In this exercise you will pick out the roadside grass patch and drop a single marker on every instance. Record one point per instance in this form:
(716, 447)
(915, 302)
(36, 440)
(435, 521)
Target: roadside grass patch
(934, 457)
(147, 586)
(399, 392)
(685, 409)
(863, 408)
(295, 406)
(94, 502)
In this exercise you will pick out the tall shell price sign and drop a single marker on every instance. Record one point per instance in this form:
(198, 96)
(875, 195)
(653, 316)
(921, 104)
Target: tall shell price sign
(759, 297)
■ ■ ■
WHAT YOU ARE ASKED TO DO:
Copy out the material exactly, omitting nothing.

EXERCISE OUTPUT:
In this exercise you will pick out the roadside grass patch and drop a single marker on every instance. Record one point per instance in this form:
(716, 447)
(915, 302)
(36, 440)
(435, 521)
Target: roadside grass patch
(934, 457)
(147, 586)
(399, 392)
(685, 409)
(863, 408)
(295, 406)
(94, 502)
In this exercise you will pick out the tall shell price sign and drop a single marker on every instance. Record one point per instance in this form:
(198, 96)
(875, 195)
(653, 316)
(921, 104)
Target: tall shell price sign
(759, 297)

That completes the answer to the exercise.